→ **REQUIRED TASK**: Decide whether each statement below agrees with the text on the film Blessed Boys, answering yes or no and quoting the words of the text that settle it. 1. Silvia Brunelli made her feature film debut with this film. 2. The film premiered at the 2022 Tribeca Festival. 3. The film won the Jury Award for best feature film at the Rome Independent Film Festival.

→ **SELECTION**:
BEGIN

- Directed by: Silvia Brunelli
- Screenplay by: Silvia Brunelli Francesca Scanu
- Starring: Francesco Pellegrino
- Cinematography: Sammy Paravan
- Edited by: Luna Gualano Silvia Brunelli
- Music by: Emiliano Rubbi Eugenio Vicedomini
- Release date: 2021;
- Language: Italian

= Blessed Boys =

2021 drama film

Blessed Boys (Italian: La santa piccola, also known as The Miracle Child) is a 2021 Italian drama film co-written and directed by Silvia Brunelli, in her feature film debut.

The film premiered in the Biennale College - Cinema sidebar at the 78th edition of the Venice Film Festival. It was screened at the 2022 Tribeca Festival. It was awarded the Jury Award for best feature film at the Rome Independent Film Festival.

END

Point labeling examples
BEGIN

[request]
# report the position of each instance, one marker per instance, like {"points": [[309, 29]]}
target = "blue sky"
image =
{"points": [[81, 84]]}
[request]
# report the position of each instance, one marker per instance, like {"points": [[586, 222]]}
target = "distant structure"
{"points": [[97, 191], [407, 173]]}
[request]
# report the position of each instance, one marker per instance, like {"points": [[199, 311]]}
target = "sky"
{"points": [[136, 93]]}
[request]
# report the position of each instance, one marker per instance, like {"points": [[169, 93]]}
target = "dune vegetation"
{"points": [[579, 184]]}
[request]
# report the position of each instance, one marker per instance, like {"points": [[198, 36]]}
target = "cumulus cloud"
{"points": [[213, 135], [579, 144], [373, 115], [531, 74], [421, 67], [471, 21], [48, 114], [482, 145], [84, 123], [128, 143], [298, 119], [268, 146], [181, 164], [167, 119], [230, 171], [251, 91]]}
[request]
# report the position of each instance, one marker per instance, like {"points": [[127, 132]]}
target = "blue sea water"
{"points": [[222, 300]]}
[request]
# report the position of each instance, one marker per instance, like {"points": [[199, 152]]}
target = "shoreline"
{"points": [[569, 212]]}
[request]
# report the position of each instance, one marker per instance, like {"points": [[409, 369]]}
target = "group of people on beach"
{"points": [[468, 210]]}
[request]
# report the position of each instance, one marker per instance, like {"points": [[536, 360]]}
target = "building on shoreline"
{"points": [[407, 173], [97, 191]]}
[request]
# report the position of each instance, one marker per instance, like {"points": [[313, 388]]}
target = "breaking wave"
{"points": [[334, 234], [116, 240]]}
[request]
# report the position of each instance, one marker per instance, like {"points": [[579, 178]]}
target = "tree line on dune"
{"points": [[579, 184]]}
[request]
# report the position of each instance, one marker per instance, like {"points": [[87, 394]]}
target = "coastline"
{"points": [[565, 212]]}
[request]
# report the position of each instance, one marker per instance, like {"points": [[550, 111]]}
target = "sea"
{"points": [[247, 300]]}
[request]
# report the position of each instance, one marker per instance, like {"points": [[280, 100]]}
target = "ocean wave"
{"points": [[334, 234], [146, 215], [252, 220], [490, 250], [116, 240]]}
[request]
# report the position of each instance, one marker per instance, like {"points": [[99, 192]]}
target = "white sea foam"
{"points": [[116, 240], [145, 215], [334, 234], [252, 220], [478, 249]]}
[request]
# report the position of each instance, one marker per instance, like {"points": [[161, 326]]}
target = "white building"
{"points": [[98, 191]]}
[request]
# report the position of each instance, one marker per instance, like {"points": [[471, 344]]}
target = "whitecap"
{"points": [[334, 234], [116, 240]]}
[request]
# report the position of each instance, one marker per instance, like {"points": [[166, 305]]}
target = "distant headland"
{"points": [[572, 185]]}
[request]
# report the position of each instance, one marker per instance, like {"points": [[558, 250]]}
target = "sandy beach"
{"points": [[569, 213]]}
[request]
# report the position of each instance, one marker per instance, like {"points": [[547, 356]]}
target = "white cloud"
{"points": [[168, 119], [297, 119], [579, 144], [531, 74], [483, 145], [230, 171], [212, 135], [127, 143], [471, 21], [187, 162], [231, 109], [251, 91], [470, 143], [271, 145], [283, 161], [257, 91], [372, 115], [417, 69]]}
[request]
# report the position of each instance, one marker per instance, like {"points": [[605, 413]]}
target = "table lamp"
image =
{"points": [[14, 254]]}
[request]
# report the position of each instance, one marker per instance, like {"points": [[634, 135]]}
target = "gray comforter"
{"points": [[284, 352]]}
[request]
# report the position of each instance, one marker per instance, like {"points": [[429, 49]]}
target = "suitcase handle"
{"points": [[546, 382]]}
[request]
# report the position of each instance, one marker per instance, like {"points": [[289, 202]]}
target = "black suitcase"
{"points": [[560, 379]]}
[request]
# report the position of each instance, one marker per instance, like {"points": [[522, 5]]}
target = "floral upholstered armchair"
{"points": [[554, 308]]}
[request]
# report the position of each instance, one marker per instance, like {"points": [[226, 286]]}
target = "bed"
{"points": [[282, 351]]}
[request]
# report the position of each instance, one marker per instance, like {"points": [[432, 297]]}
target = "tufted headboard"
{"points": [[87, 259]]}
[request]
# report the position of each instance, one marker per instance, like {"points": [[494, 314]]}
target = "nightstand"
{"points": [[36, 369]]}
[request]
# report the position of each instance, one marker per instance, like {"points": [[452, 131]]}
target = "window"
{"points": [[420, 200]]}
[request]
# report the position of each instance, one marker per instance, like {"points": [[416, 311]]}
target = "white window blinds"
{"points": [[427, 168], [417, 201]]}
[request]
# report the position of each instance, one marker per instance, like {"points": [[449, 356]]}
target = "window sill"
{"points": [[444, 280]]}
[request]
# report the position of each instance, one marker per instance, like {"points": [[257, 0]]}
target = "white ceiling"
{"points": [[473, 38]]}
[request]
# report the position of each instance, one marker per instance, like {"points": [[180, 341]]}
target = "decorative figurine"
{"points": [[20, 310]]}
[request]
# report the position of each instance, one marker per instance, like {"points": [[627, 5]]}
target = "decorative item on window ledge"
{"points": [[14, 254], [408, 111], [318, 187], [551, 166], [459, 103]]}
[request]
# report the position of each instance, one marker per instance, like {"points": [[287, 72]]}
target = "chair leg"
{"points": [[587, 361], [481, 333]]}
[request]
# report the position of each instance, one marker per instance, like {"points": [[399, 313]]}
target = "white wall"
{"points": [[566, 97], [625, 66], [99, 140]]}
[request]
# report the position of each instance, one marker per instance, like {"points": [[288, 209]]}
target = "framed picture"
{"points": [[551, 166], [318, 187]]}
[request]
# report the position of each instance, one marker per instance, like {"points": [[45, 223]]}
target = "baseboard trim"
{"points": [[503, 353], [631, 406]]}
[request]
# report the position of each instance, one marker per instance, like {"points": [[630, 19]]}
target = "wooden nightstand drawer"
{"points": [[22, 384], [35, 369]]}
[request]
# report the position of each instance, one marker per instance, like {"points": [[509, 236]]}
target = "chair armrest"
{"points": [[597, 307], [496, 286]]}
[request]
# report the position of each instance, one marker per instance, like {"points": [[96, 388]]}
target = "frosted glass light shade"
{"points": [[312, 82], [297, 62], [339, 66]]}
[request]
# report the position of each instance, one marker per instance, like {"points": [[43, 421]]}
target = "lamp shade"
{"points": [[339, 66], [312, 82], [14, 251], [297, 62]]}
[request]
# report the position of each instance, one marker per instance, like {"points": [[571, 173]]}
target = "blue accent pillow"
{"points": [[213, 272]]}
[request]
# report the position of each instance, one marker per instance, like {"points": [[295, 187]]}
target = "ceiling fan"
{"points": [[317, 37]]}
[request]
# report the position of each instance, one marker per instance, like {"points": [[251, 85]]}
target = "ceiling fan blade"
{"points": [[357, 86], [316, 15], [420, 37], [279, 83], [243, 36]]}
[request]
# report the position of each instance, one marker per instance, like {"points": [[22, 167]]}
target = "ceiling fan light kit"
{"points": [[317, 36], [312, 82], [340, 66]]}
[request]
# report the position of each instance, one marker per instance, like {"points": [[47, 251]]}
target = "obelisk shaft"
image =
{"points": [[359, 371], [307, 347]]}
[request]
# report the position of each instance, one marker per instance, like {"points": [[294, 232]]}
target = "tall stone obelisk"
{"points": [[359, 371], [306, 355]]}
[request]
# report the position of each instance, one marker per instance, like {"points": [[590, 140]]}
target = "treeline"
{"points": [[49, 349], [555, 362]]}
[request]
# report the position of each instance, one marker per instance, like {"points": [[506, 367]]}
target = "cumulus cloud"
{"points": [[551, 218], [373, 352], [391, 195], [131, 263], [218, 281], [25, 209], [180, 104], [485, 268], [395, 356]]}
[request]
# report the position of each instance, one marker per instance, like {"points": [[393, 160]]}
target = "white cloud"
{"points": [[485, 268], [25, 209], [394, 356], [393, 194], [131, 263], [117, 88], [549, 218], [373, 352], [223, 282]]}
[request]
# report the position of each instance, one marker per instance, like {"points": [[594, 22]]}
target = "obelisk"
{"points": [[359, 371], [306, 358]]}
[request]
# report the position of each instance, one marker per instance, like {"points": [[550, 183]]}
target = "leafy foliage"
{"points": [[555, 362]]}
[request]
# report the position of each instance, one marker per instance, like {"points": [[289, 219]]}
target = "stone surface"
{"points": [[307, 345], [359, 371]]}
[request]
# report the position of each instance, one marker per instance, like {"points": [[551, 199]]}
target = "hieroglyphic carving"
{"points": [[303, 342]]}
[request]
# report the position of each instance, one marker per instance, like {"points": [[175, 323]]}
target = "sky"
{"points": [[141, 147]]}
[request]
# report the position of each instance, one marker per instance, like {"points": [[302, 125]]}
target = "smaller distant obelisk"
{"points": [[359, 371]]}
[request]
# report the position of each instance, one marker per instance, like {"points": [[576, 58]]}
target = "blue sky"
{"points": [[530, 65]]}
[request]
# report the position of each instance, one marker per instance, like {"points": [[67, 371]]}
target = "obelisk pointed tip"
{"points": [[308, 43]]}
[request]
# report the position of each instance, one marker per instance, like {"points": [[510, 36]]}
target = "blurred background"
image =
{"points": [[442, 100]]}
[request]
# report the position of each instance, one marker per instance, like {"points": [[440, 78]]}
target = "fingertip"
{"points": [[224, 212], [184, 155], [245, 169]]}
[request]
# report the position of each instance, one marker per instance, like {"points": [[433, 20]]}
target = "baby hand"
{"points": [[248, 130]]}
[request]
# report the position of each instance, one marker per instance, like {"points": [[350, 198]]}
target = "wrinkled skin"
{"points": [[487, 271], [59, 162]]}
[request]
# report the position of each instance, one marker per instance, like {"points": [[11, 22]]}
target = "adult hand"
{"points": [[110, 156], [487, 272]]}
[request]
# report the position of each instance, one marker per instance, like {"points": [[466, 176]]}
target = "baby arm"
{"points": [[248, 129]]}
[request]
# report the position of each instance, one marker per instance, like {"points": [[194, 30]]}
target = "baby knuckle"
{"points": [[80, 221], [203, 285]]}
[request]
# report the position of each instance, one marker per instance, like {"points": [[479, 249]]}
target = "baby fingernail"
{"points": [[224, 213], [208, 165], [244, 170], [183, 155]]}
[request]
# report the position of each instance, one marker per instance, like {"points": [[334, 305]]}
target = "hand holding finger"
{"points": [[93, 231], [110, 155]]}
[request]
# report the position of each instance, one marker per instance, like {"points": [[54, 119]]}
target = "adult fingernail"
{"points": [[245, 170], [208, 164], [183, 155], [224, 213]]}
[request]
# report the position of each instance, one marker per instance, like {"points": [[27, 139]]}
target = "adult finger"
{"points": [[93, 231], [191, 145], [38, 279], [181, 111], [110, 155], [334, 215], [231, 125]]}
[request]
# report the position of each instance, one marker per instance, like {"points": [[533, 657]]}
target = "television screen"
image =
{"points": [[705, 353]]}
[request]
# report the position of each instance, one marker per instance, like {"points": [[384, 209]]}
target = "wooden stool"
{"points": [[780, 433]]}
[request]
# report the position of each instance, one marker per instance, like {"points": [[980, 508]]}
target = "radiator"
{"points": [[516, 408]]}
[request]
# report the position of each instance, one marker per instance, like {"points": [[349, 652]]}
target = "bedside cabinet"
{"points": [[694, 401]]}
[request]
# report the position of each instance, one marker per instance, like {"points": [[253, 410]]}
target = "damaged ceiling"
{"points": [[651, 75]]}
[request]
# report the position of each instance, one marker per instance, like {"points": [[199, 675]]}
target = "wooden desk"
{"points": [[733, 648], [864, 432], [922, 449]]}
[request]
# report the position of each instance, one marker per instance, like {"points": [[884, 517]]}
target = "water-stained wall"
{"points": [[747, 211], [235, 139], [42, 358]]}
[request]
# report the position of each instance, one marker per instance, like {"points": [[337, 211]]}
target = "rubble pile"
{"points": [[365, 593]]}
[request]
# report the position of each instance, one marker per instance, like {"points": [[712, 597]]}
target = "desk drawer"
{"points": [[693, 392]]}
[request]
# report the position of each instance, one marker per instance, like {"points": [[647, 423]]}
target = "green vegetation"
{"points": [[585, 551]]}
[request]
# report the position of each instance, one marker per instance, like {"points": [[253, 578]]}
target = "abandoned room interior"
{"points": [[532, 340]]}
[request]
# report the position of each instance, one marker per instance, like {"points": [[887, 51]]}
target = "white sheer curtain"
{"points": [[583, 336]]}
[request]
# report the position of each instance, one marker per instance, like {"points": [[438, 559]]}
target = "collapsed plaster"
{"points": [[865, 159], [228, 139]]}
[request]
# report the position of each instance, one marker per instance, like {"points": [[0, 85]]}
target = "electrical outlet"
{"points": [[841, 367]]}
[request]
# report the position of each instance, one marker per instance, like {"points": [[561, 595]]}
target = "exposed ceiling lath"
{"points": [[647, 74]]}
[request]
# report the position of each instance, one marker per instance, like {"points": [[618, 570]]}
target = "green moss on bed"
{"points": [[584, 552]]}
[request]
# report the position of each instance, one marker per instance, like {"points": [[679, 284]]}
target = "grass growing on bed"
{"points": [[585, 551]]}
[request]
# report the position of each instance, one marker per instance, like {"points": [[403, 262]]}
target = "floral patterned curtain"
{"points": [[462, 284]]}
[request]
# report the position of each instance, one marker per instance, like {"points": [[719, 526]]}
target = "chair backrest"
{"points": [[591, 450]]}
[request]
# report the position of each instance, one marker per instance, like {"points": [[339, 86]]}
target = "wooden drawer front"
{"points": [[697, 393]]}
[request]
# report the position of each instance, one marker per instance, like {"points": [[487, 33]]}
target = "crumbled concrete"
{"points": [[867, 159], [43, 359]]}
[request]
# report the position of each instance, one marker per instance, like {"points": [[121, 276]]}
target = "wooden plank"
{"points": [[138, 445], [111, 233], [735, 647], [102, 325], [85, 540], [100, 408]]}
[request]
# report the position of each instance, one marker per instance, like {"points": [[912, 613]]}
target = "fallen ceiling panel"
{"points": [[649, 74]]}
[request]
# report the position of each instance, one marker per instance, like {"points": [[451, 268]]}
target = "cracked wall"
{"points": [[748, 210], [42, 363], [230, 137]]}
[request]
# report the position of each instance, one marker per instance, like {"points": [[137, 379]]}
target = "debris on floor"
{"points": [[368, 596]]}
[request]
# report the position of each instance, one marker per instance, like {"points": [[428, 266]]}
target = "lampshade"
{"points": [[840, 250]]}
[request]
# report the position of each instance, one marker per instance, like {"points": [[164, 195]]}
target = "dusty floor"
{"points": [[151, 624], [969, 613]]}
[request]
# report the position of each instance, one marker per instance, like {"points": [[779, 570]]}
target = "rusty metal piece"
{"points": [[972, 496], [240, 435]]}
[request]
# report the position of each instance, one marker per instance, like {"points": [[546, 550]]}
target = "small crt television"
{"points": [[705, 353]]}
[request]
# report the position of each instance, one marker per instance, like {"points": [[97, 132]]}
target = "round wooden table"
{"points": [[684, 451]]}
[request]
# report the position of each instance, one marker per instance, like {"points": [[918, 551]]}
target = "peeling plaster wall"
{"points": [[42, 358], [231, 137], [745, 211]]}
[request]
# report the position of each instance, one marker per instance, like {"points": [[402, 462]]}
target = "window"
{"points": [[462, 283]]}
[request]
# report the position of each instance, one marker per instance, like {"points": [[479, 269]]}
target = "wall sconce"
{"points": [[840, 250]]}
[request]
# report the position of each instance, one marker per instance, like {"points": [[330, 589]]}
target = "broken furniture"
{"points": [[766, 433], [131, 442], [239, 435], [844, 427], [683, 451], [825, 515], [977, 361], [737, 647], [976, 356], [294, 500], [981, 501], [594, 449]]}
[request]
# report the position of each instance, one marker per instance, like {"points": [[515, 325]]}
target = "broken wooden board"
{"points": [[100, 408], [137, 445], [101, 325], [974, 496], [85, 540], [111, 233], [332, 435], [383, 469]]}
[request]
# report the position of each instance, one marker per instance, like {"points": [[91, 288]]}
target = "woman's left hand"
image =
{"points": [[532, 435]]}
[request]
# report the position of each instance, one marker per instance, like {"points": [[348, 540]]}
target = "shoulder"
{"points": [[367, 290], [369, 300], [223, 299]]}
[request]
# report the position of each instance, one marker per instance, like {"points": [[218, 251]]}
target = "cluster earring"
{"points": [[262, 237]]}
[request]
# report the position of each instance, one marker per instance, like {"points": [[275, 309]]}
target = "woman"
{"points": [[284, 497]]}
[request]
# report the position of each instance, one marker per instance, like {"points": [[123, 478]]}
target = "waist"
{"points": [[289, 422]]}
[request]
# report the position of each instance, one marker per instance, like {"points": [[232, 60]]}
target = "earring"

END

→ **ANSWER TO THE EXERCISE**:
1. Yes: "co-written and directed by Silvia Brunelli, in her feature film debut"
2. No: "The film premiered in the Biennale College - Cinema sidebar at the 78th edition of the Venice Film Festival."
3. Yes: "It was awarded the Jury Award for best feature film at the Rome Independent Film Festival."